## Requirement 1
From the text on Puno's festivals, extract everything from "During the celebration also" down to "dancers and musicians.".
## Requirement 2
In the text on Puno's festivals, what is forbidden to consume on Good Friday?

## Source extract

_ _ _

During the celebration also begins the dance competition where more than 170 groups make display of the most representative dances of Puno, with approximately 40,000 dancers and musicians.
If you want to visit Puno on these dates remember to make your reservations in advance, as Puno usually receives a large tourist flow during this month.
The carnivals in Puno are held throughout the month of February where the traditional ''cortamonte'' takes place during the celebration of the carnival of Puno you can see the traditional dances q'ajelos, the wifala, the tarkeadas, pinkilladas, kashuas, among others.
You must remember that part of the folklore is to play with colored talcum powder, streamers, foam and water, as well as highlighting that it is a rainy season in Puno so you should go with appropriate clothing, rain ponchos and warm jackets.
This is a celebration of movable date, it lasts a week starting on Palm Sunday, day in which the churches of Puno offer up to 7 masses a day due to the high influx of devotees.
It continues on Holy Thursday, where the people of Puno, climb the surrounding hills by way of penance, in search of thorns, and medicinal plants that are collected in the midst of prayers, likewise those who do not go to the mountains can acquire the thorns and medicinal plants in local markets.
On Good Friday, families are used to prepare the 12 dishes at home, based on agricultural products of the region and also fish and seafood caught in Lake Titicaca. During this day it is forbidden to consume red meat.
Finishing the Resurrection Sunday with the Gastronomic Fair called ''Sabor Santo'' in which the dishes made with Quinoa stand out like the Pesq'e or mazamorra, Thimp'u of trout, carachi or other fish of the lake Illaku uchu (ollucos chili) among others.
It is the celebration of the Andean New Year on June 21st in the winter solstice where in the middle of chants and music the new dawn is received called ''kantati ururi'' in the Aymara language. This is an ancient tradition that still remains within the thinking of the Andean man.

_ _ _

[Referring-expression pointing data]
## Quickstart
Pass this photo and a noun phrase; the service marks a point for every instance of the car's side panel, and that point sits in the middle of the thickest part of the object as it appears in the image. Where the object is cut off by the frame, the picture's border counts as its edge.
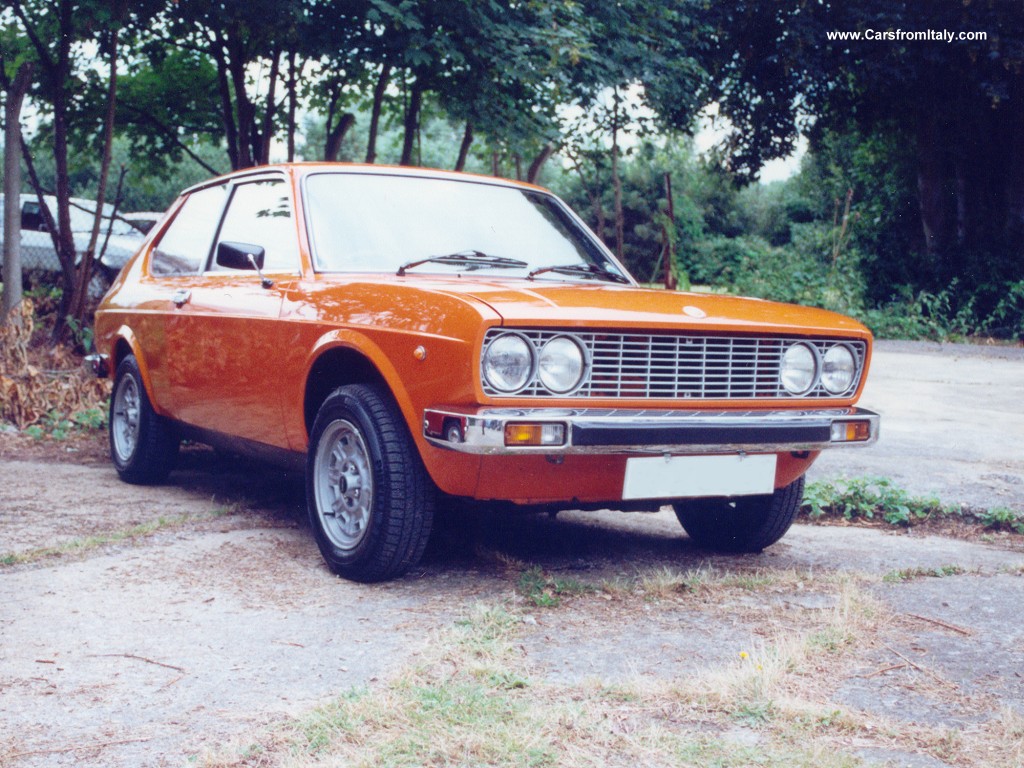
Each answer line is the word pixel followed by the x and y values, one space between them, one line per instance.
pixel 222 344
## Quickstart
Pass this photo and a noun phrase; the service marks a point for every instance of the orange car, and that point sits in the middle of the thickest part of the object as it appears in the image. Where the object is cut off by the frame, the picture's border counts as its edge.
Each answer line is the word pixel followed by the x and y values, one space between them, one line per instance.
pixel 407 336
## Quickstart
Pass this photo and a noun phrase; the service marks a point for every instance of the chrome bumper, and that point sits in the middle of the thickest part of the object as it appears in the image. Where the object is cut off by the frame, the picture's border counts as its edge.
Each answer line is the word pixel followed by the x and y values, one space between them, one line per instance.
pixel 634 431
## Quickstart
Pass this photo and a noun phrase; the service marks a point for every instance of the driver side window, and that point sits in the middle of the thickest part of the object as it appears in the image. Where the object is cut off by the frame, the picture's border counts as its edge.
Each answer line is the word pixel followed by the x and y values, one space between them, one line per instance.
pixel 260 213
pixel 184 247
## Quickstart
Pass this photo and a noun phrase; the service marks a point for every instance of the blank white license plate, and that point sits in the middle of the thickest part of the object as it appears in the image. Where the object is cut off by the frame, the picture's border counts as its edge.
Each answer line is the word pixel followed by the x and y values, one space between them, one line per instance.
pixel 681 476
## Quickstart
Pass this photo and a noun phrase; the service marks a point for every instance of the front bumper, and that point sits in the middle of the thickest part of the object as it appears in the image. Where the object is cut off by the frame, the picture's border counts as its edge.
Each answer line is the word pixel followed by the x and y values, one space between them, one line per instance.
pixel 486 431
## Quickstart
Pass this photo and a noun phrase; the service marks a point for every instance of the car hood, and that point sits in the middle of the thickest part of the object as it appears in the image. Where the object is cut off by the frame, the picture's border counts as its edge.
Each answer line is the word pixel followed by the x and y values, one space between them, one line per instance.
pixel 527 303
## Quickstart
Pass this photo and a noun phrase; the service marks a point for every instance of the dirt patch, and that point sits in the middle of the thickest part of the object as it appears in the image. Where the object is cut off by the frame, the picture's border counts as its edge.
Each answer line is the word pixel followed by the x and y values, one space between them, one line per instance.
pixel 148 648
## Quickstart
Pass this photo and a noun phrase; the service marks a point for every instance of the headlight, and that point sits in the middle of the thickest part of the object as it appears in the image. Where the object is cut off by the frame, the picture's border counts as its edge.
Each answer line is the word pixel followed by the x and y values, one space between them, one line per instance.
pixel 560 365
pixel 838 369
pixel 799 369
pixel 508 363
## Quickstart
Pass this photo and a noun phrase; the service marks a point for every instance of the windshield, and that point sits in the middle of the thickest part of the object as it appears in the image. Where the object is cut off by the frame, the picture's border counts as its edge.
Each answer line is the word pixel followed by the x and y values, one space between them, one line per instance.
pixel 369 222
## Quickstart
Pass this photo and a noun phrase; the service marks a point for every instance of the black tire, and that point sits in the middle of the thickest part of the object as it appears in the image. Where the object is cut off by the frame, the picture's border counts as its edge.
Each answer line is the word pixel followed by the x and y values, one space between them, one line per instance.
pixel 371 501
pixel 741 524
pixel 143 445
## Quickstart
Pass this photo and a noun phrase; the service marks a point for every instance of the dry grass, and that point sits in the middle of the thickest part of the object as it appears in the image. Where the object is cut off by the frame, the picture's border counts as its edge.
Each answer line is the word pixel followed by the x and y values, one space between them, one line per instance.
pixel 37 380
pixel 474 700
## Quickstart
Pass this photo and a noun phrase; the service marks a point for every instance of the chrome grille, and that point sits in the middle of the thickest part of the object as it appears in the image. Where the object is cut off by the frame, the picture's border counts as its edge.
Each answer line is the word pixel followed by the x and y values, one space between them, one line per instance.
pixel 681 367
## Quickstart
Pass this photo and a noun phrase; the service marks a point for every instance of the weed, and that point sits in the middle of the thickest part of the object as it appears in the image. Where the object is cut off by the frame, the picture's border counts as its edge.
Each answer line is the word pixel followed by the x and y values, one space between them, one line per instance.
pixel 908 574
pixel 87 544
pixel 1001 518
pixel 753 713
pixel 868 498
pixel 546 592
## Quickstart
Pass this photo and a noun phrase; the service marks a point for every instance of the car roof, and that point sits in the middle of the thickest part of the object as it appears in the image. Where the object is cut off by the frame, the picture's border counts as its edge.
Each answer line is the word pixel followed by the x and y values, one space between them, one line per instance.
pixel 309 168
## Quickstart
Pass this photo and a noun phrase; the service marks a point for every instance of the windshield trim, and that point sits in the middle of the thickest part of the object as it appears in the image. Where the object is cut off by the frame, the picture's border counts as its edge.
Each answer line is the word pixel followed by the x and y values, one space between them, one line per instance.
pixel 581 227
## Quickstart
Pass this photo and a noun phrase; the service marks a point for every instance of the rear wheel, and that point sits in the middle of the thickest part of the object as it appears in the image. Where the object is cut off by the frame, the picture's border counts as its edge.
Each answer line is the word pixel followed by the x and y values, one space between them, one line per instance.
pixel 142 444
pixel 370 498
pixel 741 524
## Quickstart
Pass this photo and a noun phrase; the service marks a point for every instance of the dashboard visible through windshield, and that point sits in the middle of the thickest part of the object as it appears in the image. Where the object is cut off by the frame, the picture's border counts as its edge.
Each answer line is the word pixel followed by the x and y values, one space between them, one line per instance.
pixel 391 223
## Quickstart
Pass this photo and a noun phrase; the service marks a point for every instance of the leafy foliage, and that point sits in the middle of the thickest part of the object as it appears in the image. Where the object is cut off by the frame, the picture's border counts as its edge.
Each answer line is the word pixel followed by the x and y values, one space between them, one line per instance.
pixel 867 498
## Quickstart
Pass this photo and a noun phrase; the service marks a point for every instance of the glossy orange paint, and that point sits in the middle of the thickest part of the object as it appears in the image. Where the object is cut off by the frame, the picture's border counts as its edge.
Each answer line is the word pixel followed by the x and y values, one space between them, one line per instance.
pixel 238 357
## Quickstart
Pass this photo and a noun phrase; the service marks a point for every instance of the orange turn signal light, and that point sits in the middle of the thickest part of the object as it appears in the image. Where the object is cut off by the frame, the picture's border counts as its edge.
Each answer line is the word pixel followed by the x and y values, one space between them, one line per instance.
pixel 851 431
pixel 535 434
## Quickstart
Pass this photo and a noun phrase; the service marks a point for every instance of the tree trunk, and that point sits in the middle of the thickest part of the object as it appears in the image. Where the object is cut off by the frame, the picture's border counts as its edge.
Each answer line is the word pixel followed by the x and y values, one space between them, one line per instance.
pixel 538 165
pixel 467 140
pixel 226 107
pixel 12 194
pixel 337 135
pixel 1014 226
pixel 931 192
pixel 616 184
pixel 293 105
pixel 77 309
pixel 375 113
pixel 243 107
pixel 412 124
pixel 262 157
pixel 66 239
pixel 670 237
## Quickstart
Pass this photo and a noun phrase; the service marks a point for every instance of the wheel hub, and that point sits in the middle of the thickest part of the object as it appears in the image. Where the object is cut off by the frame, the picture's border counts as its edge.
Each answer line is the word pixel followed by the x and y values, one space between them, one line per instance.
pixel 343 484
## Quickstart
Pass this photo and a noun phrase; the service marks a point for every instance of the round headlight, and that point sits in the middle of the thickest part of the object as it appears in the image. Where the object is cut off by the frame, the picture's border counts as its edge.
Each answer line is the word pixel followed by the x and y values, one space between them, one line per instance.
pixel 560 365
pixel 838 369
pixel 799 369
pixel 508 363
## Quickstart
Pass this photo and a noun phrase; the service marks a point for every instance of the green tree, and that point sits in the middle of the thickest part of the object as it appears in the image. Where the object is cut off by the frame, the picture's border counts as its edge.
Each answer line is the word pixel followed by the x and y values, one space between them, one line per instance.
pixel 955 105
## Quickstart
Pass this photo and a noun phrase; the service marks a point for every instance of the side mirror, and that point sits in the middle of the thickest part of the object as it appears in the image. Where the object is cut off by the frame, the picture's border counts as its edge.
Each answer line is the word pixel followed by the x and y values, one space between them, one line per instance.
pixel 237 256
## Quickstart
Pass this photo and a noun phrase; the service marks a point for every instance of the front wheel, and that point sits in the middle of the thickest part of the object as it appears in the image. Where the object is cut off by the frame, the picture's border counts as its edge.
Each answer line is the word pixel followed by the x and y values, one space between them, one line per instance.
pixel 142 444
pixel 741 524
pixel 370 498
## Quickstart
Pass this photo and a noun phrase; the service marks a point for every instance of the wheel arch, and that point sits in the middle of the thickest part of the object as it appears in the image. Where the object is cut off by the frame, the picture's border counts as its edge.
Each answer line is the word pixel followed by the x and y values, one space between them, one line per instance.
pixel 125 343
pixel 340 360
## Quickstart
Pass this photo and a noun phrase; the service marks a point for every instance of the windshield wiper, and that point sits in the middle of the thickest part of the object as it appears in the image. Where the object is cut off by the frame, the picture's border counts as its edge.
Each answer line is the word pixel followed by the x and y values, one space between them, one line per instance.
pixel 587 270
pixel 469 259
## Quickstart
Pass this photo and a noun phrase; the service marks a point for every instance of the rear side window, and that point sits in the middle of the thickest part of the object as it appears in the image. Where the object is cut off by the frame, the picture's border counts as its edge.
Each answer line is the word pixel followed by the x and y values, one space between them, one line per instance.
pixel 185 245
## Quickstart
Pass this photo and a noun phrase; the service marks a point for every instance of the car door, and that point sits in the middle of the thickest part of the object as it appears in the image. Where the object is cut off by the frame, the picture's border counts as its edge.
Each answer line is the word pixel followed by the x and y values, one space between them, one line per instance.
pixel 224 333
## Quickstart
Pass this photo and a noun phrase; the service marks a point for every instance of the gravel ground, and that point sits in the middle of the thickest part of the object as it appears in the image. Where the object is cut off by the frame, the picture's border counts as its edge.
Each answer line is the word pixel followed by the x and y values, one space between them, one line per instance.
pixel 221 620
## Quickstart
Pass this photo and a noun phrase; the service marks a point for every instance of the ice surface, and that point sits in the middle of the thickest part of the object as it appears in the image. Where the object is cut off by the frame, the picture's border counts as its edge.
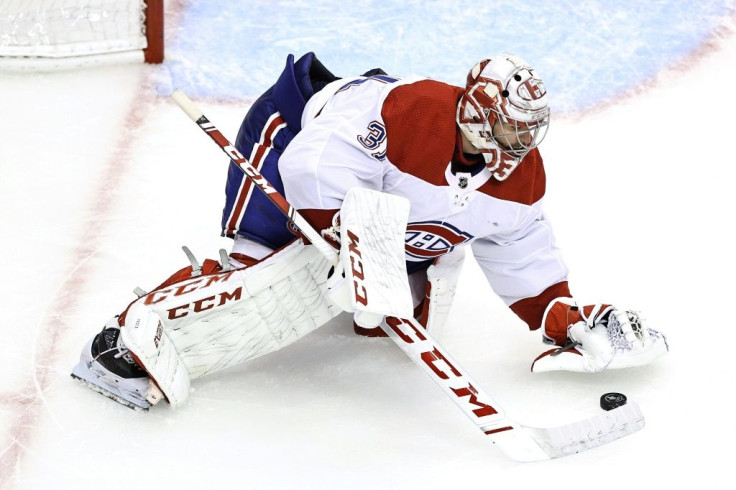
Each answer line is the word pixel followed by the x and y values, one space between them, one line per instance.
pixel 102 179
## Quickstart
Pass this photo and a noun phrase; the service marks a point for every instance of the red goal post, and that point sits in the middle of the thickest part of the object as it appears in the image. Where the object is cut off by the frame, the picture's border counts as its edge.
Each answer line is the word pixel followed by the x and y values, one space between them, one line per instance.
pixel 53 34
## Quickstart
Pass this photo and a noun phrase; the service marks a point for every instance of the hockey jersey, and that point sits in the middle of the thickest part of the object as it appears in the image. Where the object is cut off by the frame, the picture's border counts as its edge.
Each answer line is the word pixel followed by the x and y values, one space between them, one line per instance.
pixel 397 136
pixel 400 137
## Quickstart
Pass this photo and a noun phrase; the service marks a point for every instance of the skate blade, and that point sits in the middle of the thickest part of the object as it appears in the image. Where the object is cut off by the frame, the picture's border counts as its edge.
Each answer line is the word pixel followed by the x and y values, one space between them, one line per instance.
pixel 110 395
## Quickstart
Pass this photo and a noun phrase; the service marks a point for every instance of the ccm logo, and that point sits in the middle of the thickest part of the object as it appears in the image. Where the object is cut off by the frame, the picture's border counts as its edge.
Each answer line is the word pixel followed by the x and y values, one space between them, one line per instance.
pixel 204 304
pixel 356 266
pixel 162 294
pixel 440 366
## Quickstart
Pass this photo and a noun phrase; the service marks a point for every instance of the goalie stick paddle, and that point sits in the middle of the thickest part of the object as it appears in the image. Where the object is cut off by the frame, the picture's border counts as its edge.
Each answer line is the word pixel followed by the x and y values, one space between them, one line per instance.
pixel 518 441
pixel 254 175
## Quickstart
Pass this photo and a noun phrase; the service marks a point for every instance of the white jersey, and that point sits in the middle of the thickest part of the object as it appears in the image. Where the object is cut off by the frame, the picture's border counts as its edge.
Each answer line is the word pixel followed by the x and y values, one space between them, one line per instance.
pixel 399 137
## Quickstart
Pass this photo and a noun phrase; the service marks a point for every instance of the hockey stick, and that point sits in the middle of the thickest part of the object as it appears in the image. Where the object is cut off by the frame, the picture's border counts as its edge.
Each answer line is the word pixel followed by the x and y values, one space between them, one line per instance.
pixel 520 442
pixel 254 175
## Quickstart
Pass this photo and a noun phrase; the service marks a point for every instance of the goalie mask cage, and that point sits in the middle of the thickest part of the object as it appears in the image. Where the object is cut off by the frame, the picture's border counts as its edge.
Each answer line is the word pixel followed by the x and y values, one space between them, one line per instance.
pixel 52 34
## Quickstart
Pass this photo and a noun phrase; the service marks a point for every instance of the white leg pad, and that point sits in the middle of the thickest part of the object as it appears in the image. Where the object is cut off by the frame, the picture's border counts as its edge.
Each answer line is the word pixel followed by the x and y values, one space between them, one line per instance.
pixel 208 323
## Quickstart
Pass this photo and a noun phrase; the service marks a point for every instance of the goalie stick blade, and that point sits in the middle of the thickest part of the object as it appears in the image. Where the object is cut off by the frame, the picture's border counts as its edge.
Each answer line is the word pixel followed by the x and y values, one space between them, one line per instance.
pixel 109 394
pixel 568 439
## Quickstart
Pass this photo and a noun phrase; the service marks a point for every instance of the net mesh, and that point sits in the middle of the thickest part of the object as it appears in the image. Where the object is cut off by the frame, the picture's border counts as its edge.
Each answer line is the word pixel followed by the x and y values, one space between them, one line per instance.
pixel 67 28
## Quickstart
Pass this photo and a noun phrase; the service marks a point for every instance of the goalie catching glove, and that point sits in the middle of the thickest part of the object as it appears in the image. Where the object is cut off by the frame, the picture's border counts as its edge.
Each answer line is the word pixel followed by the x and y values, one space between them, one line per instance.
pixel 596 337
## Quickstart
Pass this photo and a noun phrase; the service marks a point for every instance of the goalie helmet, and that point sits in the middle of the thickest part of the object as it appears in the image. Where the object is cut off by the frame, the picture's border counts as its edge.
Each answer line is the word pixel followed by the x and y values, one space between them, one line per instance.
pixel 503 112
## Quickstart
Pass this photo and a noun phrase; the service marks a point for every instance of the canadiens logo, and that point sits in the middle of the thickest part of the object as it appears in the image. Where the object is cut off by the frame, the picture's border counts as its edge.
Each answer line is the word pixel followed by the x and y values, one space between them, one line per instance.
pixel 430 239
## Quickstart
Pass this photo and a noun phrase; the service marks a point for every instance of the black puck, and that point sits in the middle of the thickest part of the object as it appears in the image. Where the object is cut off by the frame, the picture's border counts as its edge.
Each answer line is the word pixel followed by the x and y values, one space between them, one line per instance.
pixel 609 401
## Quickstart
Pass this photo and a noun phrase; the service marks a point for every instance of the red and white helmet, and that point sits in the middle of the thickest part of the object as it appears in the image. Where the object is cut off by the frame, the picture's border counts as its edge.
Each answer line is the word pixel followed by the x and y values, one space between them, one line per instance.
pixel 503 112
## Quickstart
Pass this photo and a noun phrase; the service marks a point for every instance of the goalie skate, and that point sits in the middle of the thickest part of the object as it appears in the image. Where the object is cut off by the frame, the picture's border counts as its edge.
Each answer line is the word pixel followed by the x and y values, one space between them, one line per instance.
pixel 106 366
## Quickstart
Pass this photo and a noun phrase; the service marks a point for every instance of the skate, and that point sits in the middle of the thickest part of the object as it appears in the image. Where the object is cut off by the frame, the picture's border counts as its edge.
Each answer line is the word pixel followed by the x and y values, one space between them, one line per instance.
pixel 107 367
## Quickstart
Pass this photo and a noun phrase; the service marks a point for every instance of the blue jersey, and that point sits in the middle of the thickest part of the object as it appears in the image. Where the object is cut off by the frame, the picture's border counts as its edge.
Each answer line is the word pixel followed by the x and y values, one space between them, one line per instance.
pixel 268 127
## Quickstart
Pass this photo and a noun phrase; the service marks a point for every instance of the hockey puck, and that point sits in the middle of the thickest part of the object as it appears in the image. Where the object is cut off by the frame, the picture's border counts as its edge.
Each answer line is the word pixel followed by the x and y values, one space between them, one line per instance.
pixel 609 401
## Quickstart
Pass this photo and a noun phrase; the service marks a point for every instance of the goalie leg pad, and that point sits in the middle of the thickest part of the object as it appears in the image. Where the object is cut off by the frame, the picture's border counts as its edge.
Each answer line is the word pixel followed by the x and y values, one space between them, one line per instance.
pixel 205 324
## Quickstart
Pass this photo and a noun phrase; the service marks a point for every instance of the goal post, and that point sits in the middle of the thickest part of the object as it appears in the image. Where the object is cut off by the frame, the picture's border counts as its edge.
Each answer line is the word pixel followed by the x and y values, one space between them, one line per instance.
pixel 54 34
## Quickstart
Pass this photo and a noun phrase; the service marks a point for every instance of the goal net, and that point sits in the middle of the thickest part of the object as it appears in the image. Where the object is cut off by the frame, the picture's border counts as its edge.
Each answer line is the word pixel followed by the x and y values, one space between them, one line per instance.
pixel 48 34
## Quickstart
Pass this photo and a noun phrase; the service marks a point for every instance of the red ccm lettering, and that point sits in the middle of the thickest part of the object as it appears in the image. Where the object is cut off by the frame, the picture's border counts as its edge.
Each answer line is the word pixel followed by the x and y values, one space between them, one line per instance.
pixel 356 266
pixel 204 304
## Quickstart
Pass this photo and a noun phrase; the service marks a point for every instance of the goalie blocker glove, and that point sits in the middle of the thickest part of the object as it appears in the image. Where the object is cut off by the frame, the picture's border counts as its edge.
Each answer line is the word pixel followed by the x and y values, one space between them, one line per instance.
pixel 596 337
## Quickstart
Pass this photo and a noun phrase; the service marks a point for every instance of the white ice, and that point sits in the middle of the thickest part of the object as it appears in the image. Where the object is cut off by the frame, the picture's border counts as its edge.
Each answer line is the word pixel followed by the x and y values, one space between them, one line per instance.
pixel 101 182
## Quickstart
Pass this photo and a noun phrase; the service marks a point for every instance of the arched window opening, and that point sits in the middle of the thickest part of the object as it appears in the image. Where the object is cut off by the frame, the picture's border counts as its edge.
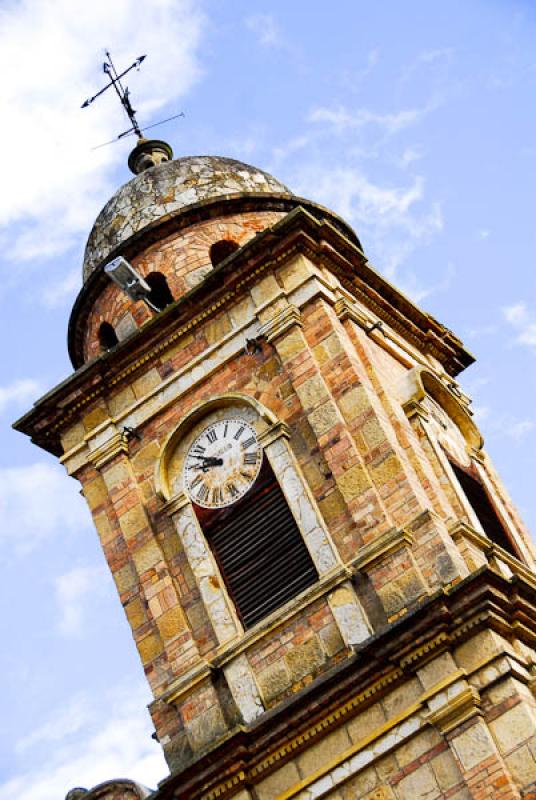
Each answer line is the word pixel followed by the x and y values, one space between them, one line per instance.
pixel 481 504
pixel 259 549
pixel 107 337
pixel 221 250
pixel 160 295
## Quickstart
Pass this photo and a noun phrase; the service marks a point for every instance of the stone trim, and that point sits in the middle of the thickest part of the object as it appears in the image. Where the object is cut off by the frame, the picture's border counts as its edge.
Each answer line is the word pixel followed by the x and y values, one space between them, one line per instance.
pixel 497 557
pixel 373 746
pixel 116 445
pixel 383 546
pixel 456 711
pixel 281 323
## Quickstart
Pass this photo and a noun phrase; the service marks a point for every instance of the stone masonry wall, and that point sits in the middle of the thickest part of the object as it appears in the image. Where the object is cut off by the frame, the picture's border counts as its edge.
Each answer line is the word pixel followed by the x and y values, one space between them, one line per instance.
pixel 184 260
pixel 379 481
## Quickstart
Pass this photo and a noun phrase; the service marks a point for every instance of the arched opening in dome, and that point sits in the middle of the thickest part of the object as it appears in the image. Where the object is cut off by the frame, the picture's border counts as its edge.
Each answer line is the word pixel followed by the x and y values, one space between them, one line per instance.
pixel 160 295
pixel 107 337
pixel 221 250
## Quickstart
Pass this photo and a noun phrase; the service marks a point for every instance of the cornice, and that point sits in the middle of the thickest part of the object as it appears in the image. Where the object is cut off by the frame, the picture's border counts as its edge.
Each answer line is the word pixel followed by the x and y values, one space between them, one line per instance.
pixel 298 233
pixel 446 619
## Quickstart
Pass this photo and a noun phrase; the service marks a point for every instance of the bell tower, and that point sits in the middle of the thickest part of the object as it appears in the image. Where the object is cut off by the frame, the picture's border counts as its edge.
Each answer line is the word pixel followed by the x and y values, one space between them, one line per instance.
pixel 330 591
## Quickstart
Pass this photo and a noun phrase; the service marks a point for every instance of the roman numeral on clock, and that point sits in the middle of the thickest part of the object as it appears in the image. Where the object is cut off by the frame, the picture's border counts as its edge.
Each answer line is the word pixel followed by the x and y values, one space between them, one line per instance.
pixel 202 492
pixel 196 481
pixel 217 496
pixel 231 489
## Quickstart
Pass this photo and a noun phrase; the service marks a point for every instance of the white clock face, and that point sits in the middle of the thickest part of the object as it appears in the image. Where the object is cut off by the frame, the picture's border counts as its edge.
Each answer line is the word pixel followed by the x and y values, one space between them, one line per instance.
pixel 222 463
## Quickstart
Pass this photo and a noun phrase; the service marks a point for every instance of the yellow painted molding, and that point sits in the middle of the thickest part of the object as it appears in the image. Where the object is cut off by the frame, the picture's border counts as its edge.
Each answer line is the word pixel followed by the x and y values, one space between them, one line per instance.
pixel 456 711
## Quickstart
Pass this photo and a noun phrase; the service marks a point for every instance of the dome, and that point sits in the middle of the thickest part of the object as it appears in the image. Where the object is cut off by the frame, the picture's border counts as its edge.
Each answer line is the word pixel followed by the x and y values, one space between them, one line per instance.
pixel 166 190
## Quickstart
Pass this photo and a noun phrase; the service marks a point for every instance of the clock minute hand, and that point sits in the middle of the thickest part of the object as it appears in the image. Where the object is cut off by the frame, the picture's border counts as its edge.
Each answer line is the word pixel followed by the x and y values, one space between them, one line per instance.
pixel 209 461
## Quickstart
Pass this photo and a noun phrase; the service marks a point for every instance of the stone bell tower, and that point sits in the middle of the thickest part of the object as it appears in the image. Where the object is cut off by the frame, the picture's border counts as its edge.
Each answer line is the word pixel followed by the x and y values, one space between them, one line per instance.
pixel 329 589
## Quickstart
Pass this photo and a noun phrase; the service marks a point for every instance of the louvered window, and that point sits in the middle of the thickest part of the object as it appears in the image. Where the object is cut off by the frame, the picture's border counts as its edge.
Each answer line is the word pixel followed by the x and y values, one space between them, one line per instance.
pixel 259 549
pixel 483 508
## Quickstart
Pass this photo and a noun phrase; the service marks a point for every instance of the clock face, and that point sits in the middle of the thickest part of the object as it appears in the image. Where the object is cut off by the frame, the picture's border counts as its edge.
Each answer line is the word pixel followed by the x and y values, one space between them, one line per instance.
pixel 222 463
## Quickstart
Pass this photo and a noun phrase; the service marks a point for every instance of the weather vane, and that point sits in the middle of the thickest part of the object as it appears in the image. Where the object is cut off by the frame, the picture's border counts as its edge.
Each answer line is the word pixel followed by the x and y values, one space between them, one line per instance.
pixel 124 97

_ _ _

## Worked solution 1
During the celebration also begins the dance competition where more than 170 groups make display of the most representative dances of Puno, with approximately 40,000 dancers and musicians.

## Worked solution 2
Red meat.